- **Exercise details**
Return every entry below exactly as written.

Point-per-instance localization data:
>>>>
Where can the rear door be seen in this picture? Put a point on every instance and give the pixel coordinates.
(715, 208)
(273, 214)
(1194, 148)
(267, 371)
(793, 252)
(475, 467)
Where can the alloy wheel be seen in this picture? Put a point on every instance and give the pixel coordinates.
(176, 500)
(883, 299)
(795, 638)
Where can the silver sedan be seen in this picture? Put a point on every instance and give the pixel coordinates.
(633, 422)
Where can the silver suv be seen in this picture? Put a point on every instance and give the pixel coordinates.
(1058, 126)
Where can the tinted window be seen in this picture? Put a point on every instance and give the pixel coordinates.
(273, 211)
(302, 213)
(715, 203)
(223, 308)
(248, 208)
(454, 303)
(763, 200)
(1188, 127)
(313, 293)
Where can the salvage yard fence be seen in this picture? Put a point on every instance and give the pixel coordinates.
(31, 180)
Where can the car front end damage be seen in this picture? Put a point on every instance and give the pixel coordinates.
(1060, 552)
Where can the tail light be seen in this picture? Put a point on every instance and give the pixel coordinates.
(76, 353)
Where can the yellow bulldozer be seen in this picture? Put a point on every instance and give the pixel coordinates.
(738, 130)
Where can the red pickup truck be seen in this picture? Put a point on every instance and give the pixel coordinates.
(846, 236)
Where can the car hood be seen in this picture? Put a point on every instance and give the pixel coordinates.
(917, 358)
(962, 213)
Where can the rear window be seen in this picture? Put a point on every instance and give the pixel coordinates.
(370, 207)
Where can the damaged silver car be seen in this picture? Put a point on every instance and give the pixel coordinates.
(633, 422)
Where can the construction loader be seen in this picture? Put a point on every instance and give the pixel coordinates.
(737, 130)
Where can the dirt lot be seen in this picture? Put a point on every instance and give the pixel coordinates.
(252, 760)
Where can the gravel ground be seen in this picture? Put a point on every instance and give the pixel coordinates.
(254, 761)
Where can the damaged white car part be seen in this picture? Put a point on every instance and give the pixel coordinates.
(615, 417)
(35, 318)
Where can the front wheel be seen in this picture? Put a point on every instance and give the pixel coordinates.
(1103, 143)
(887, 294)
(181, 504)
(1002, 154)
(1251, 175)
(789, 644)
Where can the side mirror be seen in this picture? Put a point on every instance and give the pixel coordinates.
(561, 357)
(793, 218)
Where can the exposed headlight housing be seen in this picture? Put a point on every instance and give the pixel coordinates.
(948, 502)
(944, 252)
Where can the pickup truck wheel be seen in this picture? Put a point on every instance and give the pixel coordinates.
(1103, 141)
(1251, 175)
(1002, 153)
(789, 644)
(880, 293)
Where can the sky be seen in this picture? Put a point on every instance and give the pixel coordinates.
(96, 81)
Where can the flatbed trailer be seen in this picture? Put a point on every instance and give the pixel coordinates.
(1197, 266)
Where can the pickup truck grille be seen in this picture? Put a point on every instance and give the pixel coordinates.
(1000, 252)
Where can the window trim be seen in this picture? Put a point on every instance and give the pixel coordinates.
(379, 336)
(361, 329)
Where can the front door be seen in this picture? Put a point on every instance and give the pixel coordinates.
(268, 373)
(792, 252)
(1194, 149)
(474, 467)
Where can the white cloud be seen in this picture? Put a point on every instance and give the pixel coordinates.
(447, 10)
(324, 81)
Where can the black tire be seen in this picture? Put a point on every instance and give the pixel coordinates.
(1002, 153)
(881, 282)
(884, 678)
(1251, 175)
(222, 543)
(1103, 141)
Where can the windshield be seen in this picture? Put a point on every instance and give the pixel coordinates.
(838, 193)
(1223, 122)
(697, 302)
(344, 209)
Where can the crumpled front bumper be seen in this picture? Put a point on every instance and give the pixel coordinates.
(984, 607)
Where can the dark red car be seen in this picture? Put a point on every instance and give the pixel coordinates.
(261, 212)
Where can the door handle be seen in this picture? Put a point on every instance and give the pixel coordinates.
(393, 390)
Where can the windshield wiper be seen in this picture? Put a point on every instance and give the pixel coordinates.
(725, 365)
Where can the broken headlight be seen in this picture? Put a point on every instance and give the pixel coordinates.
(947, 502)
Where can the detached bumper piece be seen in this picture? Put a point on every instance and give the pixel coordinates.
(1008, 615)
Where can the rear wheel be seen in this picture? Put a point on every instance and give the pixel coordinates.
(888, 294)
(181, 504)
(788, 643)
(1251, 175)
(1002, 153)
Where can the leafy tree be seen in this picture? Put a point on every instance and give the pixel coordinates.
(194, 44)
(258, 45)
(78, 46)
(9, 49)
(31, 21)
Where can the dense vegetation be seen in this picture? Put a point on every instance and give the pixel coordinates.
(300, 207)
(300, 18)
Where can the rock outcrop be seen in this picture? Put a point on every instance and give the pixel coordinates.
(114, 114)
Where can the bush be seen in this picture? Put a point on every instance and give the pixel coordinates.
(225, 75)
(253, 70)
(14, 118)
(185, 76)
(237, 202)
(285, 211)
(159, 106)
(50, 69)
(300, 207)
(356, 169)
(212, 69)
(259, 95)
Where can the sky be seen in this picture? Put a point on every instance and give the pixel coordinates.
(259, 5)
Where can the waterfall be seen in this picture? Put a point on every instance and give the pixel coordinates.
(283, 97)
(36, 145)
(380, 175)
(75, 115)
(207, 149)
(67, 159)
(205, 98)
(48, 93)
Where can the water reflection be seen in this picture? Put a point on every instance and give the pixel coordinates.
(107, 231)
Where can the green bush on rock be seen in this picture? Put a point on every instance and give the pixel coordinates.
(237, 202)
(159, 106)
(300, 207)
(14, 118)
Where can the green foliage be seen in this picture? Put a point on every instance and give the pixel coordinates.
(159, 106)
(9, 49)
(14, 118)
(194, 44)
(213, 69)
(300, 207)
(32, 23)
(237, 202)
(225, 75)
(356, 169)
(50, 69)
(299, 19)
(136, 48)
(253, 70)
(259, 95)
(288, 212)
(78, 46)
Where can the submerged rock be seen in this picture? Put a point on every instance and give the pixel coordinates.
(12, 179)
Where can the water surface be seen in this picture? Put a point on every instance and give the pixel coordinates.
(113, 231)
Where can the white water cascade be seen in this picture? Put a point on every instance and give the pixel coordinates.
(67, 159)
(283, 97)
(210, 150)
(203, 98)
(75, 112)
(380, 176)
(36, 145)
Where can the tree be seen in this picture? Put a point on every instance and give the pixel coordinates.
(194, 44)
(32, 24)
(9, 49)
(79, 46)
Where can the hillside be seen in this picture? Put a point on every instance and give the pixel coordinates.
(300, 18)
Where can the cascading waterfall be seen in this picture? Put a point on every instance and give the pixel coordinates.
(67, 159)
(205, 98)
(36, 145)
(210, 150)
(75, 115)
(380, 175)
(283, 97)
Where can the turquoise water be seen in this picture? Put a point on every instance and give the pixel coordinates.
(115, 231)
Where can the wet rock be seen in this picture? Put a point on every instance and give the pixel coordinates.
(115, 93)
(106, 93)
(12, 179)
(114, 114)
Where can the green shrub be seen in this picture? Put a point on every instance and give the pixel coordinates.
<<<<
- **Written response**
Where can the rear door be seen in this picture? Put a point on every instance and give the pixel coordinates.
(715, 208)
(273, 214)
(1194, 148)
(267, 371)
(793, 252)
(475, 467)
Where can the alloy wheel be seen in this picture? Put a point on every instance and give the pixel coordinates.
(176, 500)
(883, 299)
(795, 638)
Where can the silver sedan be seen in this picture? Put a point on every instance and give the pixel coordinates.
(633, 422)
Where can the silver suv be seen in this picture? Put a point on every instance and give the pixel coordinates.
(1058, 126)
Where can the tinted window be seen in this picture? Put a point on every instance and give the pixel coordinates.
(273, 211)
(302, 213)
(715, 203)
(223, 308)
(248, 208)
(454, 303)
(763, 200)
(1188, 127)
(313, 293)
Where can the salvage yard fence be seen in this picture? Put a point on every instance and give the pixel coordinates.
(31, 180)
Where can the car front end damage be seen in this picture? Put a point on every instance and give the pixel coordinates.
(1060, 552)
Where can the tail light be seen in this picture? Put a point on every instance and give the pixel coordinates.
(76, 353)
Where can the yellow bulldozer be seen in this picture? Put a point on every instance and give the pixel coordinates.
(738, 130)
Where can the red pickup truck be seen in this picture? Put a point on every instance and give the pixel coordinates.
(846, 236)
Where can the car hood be seen in this picture? Put a point on every instance and give the pixel coordinates.
(917, 358)
(962, 213)
Where can the rear window be seen in this picture? Put a point on every instance and give the pixel coordinates.
(370, 207)
Where can the damaged silver car be seen in this picture? Put a point on every instance and give the pixel coordinates.
(633, 422)
Where can the construction loader be seen in this picture? Put a point on every instance and give the pixel coordinates.
(737, 130)
Where can the dirt lot be seen in this picture? Put a point on every instance and give the pixel coordinates.
(252, 760)
Where can the gravel ground be seen in this picture? Put a point on every instance and give the pixel coordinates.
(254, 761)
Where can the damaged white car part be seen in this picture? Put a point on every instance and give the pixel coordinates.
(615, 417)
(35, 318)
Where can the front wheel be seen in this picture? Put a point on every instance and give the pixel coordinates.
(1103, 143)
(887, 294)
(181, 504)
(1002, 154)
(1251, 175)
(789, 644)
Where can the side mirror be seen in this picture? Put a point on every instance and give the pixel coordinates.
(561, 357)
(793, 218)
Where can the exposed headlight housing be seen in this picture? Put a point on every instance and give the pixel coordinates.
(948, 502)
(944, 252)
Where can the pickup truck wheel be seen in this picture? Put a point on every instance and give the pixel coordinates.
(1103, 141)
(1251, 175)
(1002, 153)
(789, 644)
(880, 293)
Where can the sky be seen in this picture? Put a point on every instance and give the pixel coordinates.
(96, 81)
Where can the flatbed trailer be seen in this picture? Put a point on every instance and give the pixel coordinates.
(1197, 266)
Where can the pickup truck grille be seen in this picture? Put a point on every instance and give the pixel coordinates.
(1000, 252)
Where can the window trim be seen in this picture? Put a point on every instance and give the pixel coordinates.
(379, 336)
(361, 329)
Where can the front door be seen in this picture? Put a point on every instance and give the pixel coordinates.
(268, 373)
(792, 252)
(1194, 149)
(474, 467)
Where can the white cloud be seen in this picture? Put a point on every instance and give the pixel coordinates.
(447, 10)
(324, 81)
Where can the black tire be seen in this picture? Put a point on every instance and give the pixel coordinates.
(1002, 153)
(881, 282)
(884, 678)
(1251, 175)
(222, 543)
(1103, 141)
Where can the windshield be seen in this picture? Put a point on every instance and give the pixel coordinates.
(838, 193)
(1223, 122)
(697, 302)
(344, 209)
Where can the crumpled front bumper be seen in this picture? Put a point on every instance and give the pixel coordinates.
(984, 607)
Where can the dark red car be seen in this picture? Put a point on every instance and give the pixel coordinates.
(261, 212)
Where can the door handle be seen in this picture? Put a point on every instance and give the pixel coordinates.
(393, 390)
Where can the windshield wiper be seen in this picture? Put a point on every instance and give the pixel coordinates.
(725, 365)
Where can the broken headlight be seen in this picture? Put a point on every instance and give the pixel coordinates.
(947, 502)
Where can the detached bumper piece be seen in this picture? Put a point on every instance and give the pixel coordinates.
(1008, 615)
Where can the rear wheel be seen in this picture? Put a point on every instance and give the pixel coordinates.
(888, 294)
(181, 504)
(788, 643)
(1251, 175)
(1002, 153)
Where can the leafy tree be seen in this picture? Put a point on every instance and give the pixel coordinates.
(194, 44)
(258, 45)
(78, 46)
(9, 49)
(31, 21)
Where can the dense vegetation be seen in this picture? Put a point on every instance and give the pixel coordinates.
(300, 207)
(300, 18)
Where can the rock outcrop be seen in this picture? Put a point on every instance and give the pixel coordinates.
(114, 114)
Where can the bush be seen in this picture? Put a point on every instance and give the pixel coordinates.
(225, 75)
(253, 70)
(14, 118)
(185, 76)
(237, 202)
(285, 211)
(159, 106)
(50, 69)
(300, 207)
(356, 169)
(212, 69)
(259, 95)
Where can the sky be seen in this picture? Put a point on every instance and give the pixel coordinates.
(259, 5)
Where can the waterfall be seen in this picture? Put a point on every instance and give the pixel coordinates.
(283, 97)
(36, 145)
(380, 175)
(75, 115)
(207, 149)
(67, 159)
(205, 98)
(48, 93)
Where can the water reflection be seen in this picture? Put a point on every instance and give the pixel coordinates.
(107, 231)
Where can the green bush on rock be seen in this picture? Put a point on every instance and give the pixel coordinates.
(237, 202)
(159, 106)
(300, 207)
(14, 118)
Where can the green foliage be seen in this picture? Put a point on every instance and give the pixel coordinates.
(159, 106)
(9, 49)
(14, 118)
(194, 44)
(213, 69)
(300, 207)
(32, 23)
(237, 202)
(225, 75)
(356, 169)
(50, 69)
(299, 19)
(136, 48)
(253, 70)
(259, 95)
(288, 212)
(78, 46)
Where can the submerged rock be seen in this picture? Put a point on every instance and give the pixel coordinates.
(12, 179)
Where can the water surface be seen in this picture? Put a point on every instance and give the pixel coordinates.
(113, 231)
Where can the white water cascade be seen in this picture? Put a point on every instance and give the pixel coordinates.
(67, 159)
(283, 97)
(210, 150)
(203, 98)
(75, 112)
(380, 176)
(36, 145)
Where can the tree be seen in this picture? Put a point on every instance and give the pixel coordinates.
(194, 44)
(32, 24)
(9, 49)
(79, 46)
Where can the hillside be seen in this picture? Put a point on every instance and give the pixel coordinates.
(300, 18)
Where can the cascading waterfall be seen in this picture? Put a point on every instance and give the pixel coordinates.
(67, 159)
(205, 98)
(36, 145)
(210, 150)
(75, 115)
(380, 175)
(283, 97)
Where can the turquoise water be seen in this picture? Put a point on every instance and give the pixel coordinates.
(115, 231)
Where can the wet rock be seen in this picture? Put a point on every instance and give the pixel coordinates.
(115, 93)
(106, 93)
(12, 179)
(114, 114)
Where can the green shrub be seen in this picture? Put a point on every instance and give the pixel coordinates.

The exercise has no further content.